• [Exercise] Format the material below as a numbered list, one entry per line, skipping any blank lines and omitting the pictures.

• [Material provided]
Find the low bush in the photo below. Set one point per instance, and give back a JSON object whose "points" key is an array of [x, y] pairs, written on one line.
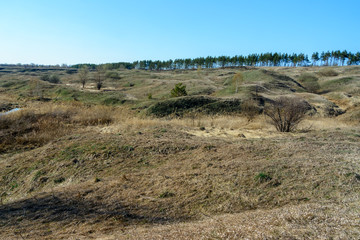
{"points": [[286, 113], [53, 78], [310, 82], [327, 72], [207, 105]]}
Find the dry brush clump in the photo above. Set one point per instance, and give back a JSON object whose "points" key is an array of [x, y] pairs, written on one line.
{"points": [[327, 72], [34, 127], [286, 113]]}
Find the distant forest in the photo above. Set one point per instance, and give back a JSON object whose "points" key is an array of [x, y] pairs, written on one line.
{"points": [[333, 58]]}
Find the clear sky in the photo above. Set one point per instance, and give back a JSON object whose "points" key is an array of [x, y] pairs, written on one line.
{"points": [[100, 31]]}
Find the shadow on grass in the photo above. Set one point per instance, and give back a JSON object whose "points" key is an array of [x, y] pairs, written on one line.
{"points": [[49, 209]]}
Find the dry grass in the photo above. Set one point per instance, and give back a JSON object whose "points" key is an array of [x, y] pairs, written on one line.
{"points": [[98, 172], [37, 125]]}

• [Solution to the exercise]
1. Find the low bush in the photo below. Set one point per instance, and give back a JSON object whose "points" key is an array of [x, y] pairs, written on one line.
2. {"points": [[286, 113], [53, 78], [310, 82], [327, 72], [207, 105]]}
3. Find the dry brush clump in the photo above. Set one point per instance, and give back a JSON object whose "points" key is an array of [x, y] pairs, written on one line.
4. {"points": [[327, 72], [34, 127], [286, 113]]}
5. Find the distant forest in the photo above. Set one point per instance, and give back a JSON object whose "points" key is an array of [x, y] pairs, written on one line.
6. {"points": [[333, 58]]}
7. Find the clear sky in the photo above. Set one point per instance, and give back a JSON object whose "points" key is an array of [x, y] pairs, written on one line.
8. {"points": [[100, 31]]}
9. Find the shadow on grass in the photo above. Set one point per instance, and give back a JSON object whose "points" key is an array of [x, y] pairs, written on one line.
10. {"points": [[49, 209]]}
11. Find the dry grass in the photo above. Set one point per instance, and give back a JSON object whose "points" key is an array of [x, y] pairs, written on one line.
12. {"points": [[98, 172], [37, 125]]}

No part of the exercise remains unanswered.